- **Challenge**
Copy the material below verbatim, from its first line through the line that contains "top-left (309, 0), bottom-right (524, 202)", with both of those lines included.

- **Excerpted records**
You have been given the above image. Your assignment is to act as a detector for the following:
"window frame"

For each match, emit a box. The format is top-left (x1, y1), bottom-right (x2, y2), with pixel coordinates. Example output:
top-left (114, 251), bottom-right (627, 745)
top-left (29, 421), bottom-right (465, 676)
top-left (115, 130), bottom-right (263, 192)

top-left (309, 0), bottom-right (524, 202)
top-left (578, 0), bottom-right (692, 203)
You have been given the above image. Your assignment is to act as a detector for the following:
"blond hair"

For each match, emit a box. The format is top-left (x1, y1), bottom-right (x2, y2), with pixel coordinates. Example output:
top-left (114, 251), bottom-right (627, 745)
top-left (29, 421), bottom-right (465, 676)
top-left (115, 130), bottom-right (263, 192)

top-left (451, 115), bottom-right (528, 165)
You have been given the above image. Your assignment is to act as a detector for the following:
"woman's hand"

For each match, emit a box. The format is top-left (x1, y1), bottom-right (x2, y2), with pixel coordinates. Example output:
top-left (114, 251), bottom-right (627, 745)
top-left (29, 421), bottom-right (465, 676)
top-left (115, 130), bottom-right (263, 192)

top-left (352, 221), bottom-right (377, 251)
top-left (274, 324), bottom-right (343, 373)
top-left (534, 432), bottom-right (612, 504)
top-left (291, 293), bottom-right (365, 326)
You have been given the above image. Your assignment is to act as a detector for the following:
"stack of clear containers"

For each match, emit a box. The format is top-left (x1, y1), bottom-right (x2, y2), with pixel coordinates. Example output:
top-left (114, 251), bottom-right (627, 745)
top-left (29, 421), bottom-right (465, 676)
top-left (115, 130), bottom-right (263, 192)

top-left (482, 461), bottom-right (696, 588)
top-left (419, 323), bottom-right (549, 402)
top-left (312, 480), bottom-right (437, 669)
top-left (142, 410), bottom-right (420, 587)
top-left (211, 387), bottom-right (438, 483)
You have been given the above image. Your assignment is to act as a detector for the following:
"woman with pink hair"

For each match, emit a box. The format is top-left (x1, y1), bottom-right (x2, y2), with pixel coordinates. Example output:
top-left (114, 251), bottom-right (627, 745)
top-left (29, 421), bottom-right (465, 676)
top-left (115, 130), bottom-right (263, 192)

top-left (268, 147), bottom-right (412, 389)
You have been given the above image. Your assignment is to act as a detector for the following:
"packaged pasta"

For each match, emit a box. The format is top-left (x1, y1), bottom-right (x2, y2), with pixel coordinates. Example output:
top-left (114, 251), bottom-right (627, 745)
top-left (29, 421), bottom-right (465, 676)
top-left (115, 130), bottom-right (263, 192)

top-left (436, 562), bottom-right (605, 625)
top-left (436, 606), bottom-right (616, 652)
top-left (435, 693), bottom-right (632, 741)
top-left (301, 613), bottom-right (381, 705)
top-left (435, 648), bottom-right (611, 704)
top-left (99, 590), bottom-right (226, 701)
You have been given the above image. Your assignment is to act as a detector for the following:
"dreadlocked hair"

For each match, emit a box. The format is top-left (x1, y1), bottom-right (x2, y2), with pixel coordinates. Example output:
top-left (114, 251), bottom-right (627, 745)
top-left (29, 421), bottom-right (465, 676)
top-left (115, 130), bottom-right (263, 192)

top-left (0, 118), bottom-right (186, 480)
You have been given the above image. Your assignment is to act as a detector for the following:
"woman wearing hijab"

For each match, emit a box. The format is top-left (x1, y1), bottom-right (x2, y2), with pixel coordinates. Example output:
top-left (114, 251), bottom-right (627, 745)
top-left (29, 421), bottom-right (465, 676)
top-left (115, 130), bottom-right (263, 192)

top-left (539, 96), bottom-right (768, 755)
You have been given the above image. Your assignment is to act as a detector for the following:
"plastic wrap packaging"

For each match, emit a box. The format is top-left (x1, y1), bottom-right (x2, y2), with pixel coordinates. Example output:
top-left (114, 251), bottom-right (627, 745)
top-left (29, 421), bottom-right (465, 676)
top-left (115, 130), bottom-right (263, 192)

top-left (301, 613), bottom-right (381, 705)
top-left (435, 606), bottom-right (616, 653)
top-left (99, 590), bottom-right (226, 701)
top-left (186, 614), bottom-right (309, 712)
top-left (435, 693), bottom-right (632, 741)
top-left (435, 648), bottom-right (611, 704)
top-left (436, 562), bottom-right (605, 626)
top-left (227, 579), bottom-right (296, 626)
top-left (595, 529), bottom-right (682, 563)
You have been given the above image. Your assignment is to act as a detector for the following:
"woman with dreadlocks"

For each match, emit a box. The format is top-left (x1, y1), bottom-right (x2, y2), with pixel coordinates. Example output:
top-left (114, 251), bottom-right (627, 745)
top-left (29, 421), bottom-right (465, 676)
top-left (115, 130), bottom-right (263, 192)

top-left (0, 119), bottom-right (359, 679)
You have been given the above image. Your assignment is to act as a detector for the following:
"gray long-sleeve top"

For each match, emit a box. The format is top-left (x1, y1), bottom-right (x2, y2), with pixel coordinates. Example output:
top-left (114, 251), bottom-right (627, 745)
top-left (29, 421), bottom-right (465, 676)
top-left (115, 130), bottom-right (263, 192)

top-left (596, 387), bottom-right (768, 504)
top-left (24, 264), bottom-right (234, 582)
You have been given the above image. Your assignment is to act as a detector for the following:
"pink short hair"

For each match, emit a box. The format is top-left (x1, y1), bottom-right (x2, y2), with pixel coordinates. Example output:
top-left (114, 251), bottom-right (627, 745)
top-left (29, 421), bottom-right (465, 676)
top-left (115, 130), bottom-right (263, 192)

- **Result below**
You have been given the above image. Your assignment is to act as a detector for the following:
"window frame"

For each match, emit a box. The format is top-left (x1, y1), bottom-right (x2, y2), with pixel coordinates. Example output:
top-left (114, 251), bottom-right (627, 745)
top-left (29, 421), bottom-right (465, 676)
top-left (115, 130), bottom-right (263, 192)

top-left (309, 0), bottom-right (524, 202)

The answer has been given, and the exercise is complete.